In Favor of Editors: Two Writer/Editors Discuss Desperately Wanting More Editors


Gawker writer Hamilton Nolan thinks the world needs fewer editors. In his piece today, “Against Editors,” Nolan argued that the two-tier system of advancement in journalism—in which there are writers and editors, and editors are in charge of writing—privileges middle managers over the people producing actual writing.

But a central problem with Nolan’s article is that it ignores that the collapse of those two functions—writer and editor—is really more about resources than it is about editors “justifying their existence.” In Nolan’s perspective, every piece goes through the hands of too many editors, thus diluting it and making it worse. But overediting, though problematic, is all kinds of luxurious. In most cases, the problem is not too many editors; it’s too few. Most places don’t have many layers between writing and pressing publish, which is a far greater problem—just look at the comments section.

At Brooklyn, I’m an associate editor, which really means “staff writer who has some production responsibilities,” not editor in the truest sense of the word.  At most online publications, the distinction between the two fields is collapsed out of necessity. I talked about it with our managing editor, Kristin Iversen, whose job translates to “staff writer plus wrangler of other writers plus person who does anything else editorially that needs doing.” Kristin?

▶ **ENTRIES PROVIDED**
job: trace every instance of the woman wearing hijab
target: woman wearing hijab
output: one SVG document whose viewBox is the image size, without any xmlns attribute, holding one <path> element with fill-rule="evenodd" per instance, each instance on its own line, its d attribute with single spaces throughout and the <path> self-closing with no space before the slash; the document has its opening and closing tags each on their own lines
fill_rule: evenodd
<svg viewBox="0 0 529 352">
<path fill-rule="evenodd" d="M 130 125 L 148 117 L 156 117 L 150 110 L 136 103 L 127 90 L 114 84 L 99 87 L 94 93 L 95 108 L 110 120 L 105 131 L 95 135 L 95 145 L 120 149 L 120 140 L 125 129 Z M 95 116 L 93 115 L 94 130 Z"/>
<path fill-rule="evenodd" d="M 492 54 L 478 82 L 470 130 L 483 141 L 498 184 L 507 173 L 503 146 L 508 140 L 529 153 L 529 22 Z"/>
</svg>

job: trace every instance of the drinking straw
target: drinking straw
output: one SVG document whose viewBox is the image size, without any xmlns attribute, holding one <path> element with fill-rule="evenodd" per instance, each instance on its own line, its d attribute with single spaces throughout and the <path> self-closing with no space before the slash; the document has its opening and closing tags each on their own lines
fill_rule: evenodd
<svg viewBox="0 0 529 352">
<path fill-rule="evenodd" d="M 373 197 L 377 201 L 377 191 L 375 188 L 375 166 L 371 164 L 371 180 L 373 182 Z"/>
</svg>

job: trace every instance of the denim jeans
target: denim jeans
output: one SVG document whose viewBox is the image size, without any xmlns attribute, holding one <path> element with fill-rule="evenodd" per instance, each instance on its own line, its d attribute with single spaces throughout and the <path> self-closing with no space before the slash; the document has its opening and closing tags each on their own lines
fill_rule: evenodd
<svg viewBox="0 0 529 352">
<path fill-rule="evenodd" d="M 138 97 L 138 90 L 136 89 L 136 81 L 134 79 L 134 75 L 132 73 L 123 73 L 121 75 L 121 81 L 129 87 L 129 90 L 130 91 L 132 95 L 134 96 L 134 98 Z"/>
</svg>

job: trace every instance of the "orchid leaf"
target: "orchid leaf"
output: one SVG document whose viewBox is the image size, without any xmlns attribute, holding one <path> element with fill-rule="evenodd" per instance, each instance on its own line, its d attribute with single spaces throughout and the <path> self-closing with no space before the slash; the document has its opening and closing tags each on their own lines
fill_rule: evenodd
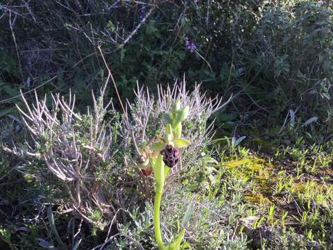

▶ **ACTIONS TO TAKE**
1/ Transcribe the part of the article on editors between "In Favor of" and "producing actual writing.", inclusive.
2/ What job title does Kristin Iversen hold, according to the article on editors?
3/ Write the next part of the article on editors, picking up after its final sentence.

▶ **THE RESPONSES**
1/
In Favor of Editors: Two Writer/Editors Discuss Desperately Wanting More Editors


Gawker writer Hamilton Nolan thinks the world needs fewer editors. In his piece today, “Against Editors,” Nolan argued that the two-tier system of advancement in journalism—in which there are writers and editors, and editors are in charge of writing—privileges middle managers over the people producing actual writing.

2/ Managing editor.

3/
Kristin: First of all, Margaret, how dare you expose my actual job responsibilities to the world at large. How dare you. But also, yeah, one thing you learn pretty quickly is that, at many media companies, titles are sort of meaningless and that there is most definitely an all hands on deck kind of mentality no matter what your assumed job responsibilities or how long you’ve been there. In fact, a lot of the time, seniority is only achieved by saying yes to doing more than what was in your initial job description, and it’s maintained by continuing to do all those things. Like, forever and ever. So maybe you start out as just a writer, but when you become an editor, you’re also still writing. Plus editing! Plus writer wrangling! Plus so many other things! Which means that, yeah, there are very few pure editors out there right now, at least in small- to mid-size media companies, because most of the people who hold the job of “editor” got there based on their writing, even when they don’t get the chance to write as much anymore. And, yeah, I do think most online writing suffers from a deficiency of editors.

Margaret: Right! To me, it is boggling to complain about editing, particularly since it’s very rare that anyone has time to actually do a serious, multi-level edit of your writing anymore. We’re all doing a hundred things, and we’re all pressed for time. A couple of the places that I’ve written before didn’t have editors so much as web producers, who mostly worried about things like tweaking SEO and putting in the right video content, and only much later would be able to comment on the quality of your writing. Plus, you need fresh eyes on your work. If you spend long enough with anything, it becomes difficult to see the holes in it. You need someone to hold it up to the light and say, well, that sentence would be better if you rearranged it or “um, Margaret, ‘twistening’ is not a real word.”

Being edited by someone smart, particularly someone who invests real time in it, is a pleasure. Because when it comes down to it, good editors are good readers, and good readers are who you want to be writing for in the first place. If anything, when I read this I was like, NO FOR THE LOVE OF GOD MORE EDITORS. Plus, that example he gave with giving the New Yorker article around to ten different editors was ridiculous.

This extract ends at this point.